Die Armutskonferenz vermisst in der aktuellen Debatte um die Mindestsicherung die konkreten Lösungen von konkreten Problemen für konkret betroffene Frauen, Kinder und Männer. Es gebe eine Reihe von Problemen in der BMS, die offenbar nicht in die Kampagnen der Parteibüros passten.

Fehlende Soforthilfe

Dringenden Verbesserungsbedarf sieht die Armutskonferenz in Bezug auf die Soforthilfe. Auch wenn die Entscheidungsfrist von sechs auf drei Monate verkürzt wurde, brauche es in diesen drei Monaten Unterstützung bei der Miete, dem Lebensunterhalt und im Krankheitsfall. Die Strukturen für eine effektive Soforthilfe fehlen fast überall. 

Gesundheitsprobleme

Auch im Bereich der Gesundheitsleistungen gebe es gravierende Lücken. Therapien, Heilbehelfe oder technische Hilfsmittel sind für Bezieher der Mindestsicherung oft nicht leistbar. Im Rahmen der Mindestsicherung müsse daher auch ein erleichterter Zugang zu diesen Leistungen und eine unbürokratische finanzielle Unterstützung geregelt werden. 

Menschen mit Behinderungen

Zu den Forderungen der Armutskonferenz zählt auch die bessere Unterstützung von Menschen mit Behinderungen:„Menschen mit Beeinträchtigung sind eine vergessene Gruppe in der Mindestsicherung. In den meisten Bundesländern kommt der BMS auch die Rolle zu, ein finanzielles Existenzminimum für Menschen mit erheblicher Behinderung, wenn sie in Privathaushalten leben, sicherzustellen. Auf deren besondere Bedürfnisse hat die BMS derzeit keine Antwort. Für die benötigte Unterstützung bei der Besorgung von Einkäufen, der Reinigung der Wohnung, der persönlichen Unterstützung bei Körperpflege und Ernährung.

Neu-Regelung bei Unterhaltspflichten

Die Sozialämter fordern Antragsteller vielerorts pauschal dazu auf, ihre Angehörigen auf Unterhalt zu klagen. Die Folge ist, dass viele Personen von einer Antragstellung absehen. Was viele Betroffene nicht wissen: Zwischen Eltern und ihren erwachsenen Kindern bestehen nur im Ausnahmefall tatsächlich auch Unterhaltspflichten. „Hier wird mehr behauptet als geprüft“, so die Armutskonferenz. Viele der Klagsaufforderungen der Ämter sind rechtlich äußerst fragwürdig. Hier braucht es eine zeitgemäße Definition der "vorrangigen Leistungen Dritter", Unterhaltsverpflichtungen zwischen erwachsenen Kindern und ihren Eltern bzw. sogar zwischen Enkeln und ihren Großeltern. Die derzeitigen 
Regelungen sind mit einem modernen Sozialstaatsverständnis nicht zu vereinbaren.

[Gespeicherte Einträge]
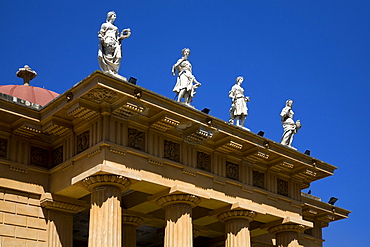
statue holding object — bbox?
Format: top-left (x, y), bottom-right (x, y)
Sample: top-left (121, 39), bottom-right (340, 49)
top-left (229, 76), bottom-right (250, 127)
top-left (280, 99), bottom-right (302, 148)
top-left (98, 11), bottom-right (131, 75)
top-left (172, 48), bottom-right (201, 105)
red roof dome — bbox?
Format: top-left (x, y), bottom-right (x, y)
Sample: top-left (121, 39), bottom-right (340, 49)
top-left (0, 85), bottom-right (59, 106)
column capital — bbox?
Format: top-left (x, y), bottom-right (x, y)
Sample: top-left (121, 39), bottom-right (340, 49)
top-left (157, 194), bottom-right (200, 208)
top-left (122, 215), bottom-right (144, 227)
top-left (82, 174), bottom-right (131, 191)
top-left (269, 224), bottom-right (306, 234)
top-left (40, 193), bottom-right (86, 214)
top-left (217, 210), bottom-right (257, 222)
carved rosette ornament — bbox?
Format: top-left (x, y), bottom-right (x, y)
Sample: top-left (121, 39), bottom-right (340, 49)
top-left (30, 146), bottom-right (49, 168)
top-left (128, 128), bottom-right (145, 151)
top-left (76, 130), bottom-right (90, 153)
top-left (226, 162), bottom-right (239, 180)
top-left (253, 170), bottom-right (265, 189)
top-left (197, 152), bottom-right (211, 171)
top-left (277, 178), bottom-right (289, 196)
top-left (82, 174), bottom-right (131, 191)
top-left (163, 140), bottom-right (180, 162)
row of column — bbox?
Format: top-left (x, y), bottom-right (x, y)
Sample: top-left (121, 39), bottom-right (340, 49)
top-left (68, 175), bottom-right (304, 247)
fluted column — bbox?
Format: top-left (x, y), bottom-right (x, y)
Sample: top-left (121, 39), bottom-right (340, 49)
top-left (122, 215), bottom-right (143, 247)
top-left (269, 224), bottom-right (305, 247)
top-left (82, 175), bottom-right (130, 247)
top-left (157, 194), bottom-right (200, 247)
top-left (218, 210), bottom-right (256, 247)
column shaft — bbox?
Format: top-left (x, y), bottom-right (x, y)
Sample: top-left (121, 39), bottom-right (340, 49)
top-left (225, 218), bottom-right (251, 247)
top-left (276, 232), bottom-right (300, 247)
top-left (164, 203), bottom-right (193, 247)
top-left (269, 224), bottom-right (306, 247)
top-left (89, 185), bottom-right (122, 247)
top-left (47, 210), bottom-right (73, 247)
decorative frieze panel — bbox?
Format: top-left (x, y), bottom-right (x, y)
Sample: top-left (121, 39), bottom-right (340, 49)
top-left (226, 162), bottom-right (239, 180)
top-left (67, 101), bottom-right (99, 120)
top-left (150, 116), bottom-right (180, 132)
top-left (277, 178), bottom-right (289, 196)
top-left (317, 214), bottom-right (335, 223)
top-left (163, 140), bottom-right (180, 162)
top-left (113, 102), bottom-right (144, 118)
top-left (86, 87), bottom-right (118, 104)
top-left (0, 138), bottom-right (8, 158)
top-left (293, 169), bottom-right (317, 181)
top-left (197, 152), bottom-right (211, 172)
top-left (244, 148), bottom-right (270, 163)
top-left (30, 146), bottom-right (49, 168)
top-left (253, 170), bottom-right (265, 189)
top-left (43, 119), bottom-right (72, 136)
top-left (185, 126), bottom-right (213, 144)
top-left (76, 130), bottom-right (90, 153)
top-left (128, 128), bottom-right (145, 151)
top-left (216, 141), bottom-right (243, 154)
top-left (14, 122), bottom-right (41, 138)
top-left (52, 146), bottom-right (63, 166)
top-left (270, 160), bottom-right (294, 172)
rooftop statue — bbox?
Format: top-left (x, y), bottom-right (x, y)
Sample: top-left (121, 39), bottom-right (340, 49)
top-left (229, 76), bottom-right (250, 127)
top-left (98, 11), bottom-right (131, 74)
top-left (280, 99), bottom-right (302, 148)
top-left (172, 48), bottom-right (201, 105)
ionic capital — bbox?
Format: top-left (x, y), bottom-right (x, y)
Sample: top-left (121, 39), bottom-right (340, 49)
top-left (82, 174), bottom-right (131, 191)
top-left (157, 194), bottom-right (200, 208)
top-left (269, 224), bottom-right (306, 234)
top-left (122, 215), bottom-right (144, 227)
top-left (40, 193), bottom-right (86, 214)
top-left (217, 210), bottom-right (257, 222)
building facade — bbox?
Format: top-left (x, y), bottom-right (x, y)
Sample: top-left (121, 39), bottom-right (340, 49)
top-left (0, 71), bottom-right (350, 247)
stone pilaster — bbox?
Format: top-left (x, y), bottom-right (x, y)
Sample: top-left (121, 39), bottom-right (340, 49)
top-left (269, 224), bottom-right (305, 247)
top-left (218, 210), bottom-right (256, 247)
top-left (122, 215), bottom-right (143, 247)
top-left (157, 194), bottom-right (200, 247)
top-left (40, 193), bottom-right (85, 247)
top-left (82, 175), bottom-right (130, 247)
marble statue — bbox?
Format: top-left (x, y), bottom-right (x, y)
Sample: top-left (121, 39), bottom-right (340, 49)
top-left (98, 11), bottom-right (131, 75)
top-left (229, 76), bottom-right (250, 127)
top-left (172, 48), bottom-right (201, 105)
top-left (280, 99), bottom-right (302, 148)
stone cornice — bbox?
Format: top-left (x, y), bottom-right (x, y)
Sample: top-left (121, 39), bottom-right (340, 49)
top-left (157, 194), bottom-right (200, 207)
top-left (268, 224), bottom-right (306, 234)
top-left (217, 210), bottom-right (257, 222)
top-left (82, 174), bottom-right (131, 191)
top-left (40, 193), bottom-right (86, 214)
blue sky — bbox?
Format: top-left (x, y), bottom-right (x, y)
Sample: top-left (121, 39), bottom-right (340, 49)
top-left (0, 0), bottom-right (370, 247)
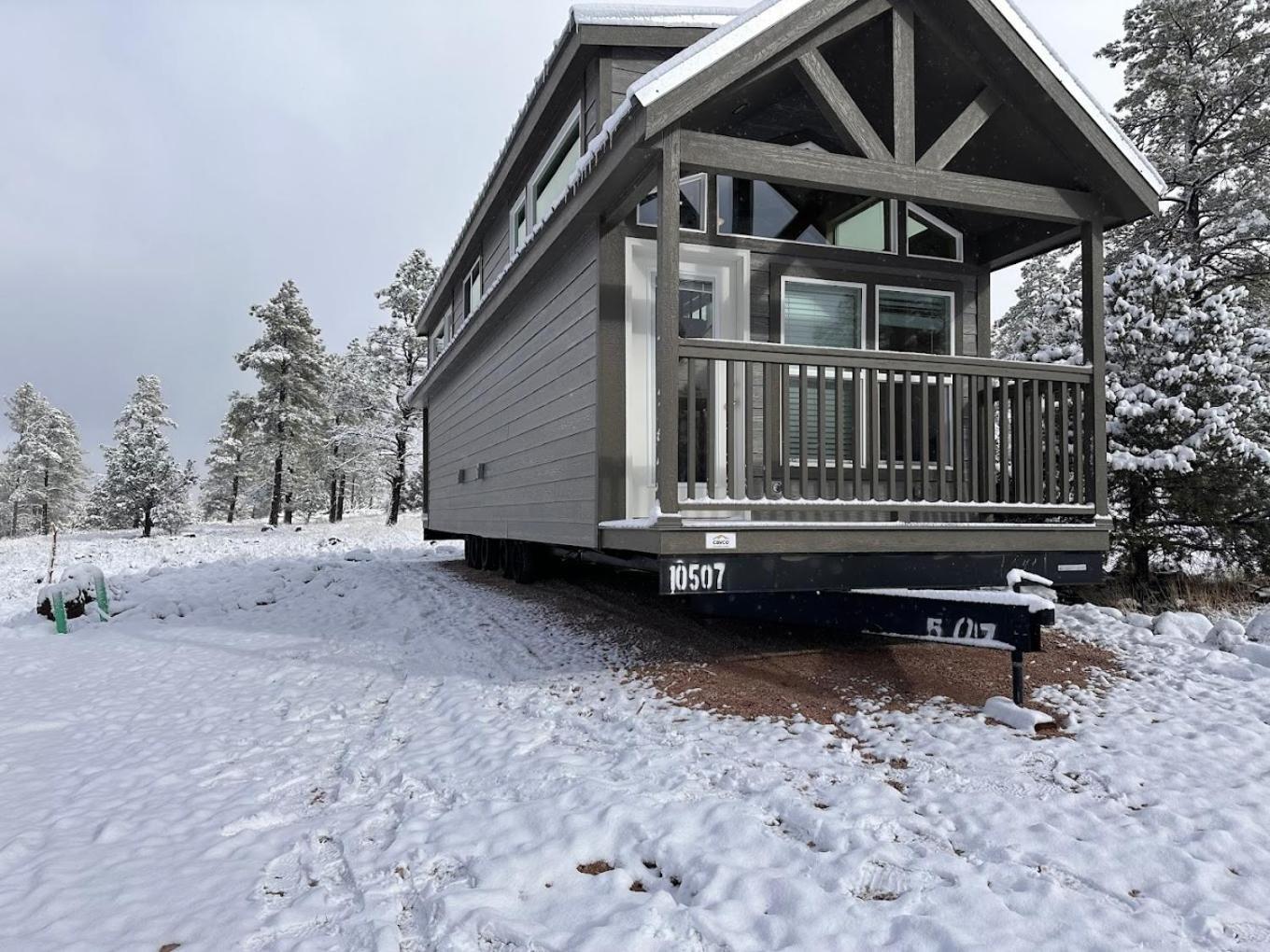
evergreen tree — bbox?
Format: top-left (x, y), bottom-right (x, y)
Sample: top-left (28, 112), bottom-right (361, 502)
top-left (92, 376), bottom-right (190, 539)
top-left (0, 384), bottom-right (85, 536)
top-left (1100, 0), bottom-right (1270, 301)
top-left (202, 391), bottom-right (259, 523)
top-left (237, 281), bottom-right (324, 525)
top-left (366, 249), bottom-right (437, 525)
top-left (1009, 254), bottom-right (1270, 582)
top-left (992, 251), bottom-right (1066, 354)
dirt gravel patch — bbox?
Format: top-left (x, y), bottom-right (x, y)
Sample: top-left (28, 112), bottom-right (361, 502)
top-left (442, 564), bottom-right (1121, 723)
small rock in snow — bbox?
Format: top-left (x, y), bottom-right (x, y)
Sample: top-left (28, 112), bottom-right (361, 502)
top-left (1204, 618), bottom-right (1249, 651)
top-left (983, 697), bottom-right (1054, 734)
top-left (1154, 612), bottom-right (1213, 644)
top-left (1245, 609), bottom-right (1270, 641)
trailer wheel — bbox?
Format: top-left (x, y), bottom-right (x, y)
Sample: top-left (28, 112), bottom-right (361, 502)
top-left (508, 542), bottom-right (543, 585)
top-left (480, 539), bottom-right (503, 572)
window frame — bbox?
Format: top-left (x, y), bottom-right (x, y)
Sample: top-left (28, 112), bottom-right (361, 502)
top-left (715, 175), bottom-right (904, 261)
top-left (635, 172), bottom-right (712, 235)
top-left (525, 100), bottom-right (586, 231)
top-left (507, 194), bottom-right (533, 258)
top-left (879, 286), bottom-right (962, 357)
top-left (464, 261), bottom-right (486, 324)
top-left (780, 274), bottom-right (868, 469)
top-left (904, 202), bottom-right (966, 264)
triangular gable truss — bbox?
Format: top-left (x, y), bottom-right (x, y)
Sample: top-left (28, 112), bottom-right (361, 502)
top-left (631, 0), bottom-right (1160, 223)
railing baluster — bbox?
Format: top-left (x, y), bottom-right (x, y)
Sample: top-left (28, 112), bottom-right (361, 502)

:: Zur Aufgabe ::
Führen Sie den Text über die Forderungen der Armutskonferenz zur Mindestsicherung im Anschluss an seinen letzten Satz weiter. Die Datensätze stammen aus einer anderen Quelle.

:: Ergebnis der Übung ::
Mehr Prävention

Es genüge nicht, über die Mindestsicherung allein zu sprechen. Wenn die Zahl der Bezieher steigt, stimmt in anderen Bereichen der Gesellschaft etwas nicht: Arbeitslosigkeit, Pflegenotstand, prekäre nicht-existenzsichernde Jobs, explodierende Wohnkosten, mangelnde soziale Aufstiegschancen. Es sei notwendig, dort etwas zu tun, wo die vorgelagerten Systeme nicht funktionieren. Es kann nicht Ziel sein, möglichst viele Leute in die Mindestsicherung zu drängen, was beispielsweise die Abschaffung der Notstandshilfe bewirken würde. Es ist klug, dort zu handeln, wo Armut präventiv verhindert werden kann.

0,9% des Sozialbudgets für die ärmsten 3%

Diejenigen Politiker, die Armutsbetroffene als Sozialschmarotzer verhöhnen, haben an einem einzigen Tag doppelt so viel Geld zur Verfügung wie Mindestsicherungsbezieher in einem ganzen Monat für ihre existentiellen Lebenskosten. Die Verhältnisse gehen da völlig verloren. Was das Geld und die Finanzierung betrifft, müssen die Relationen auch zu Recht gerückt werden. Insgesamt mache die Bedarfsorientierte Mindestsicherung 0,9% des österreichischen Sozialbudgets für die ärmsten 3% der Bevölkerung aus.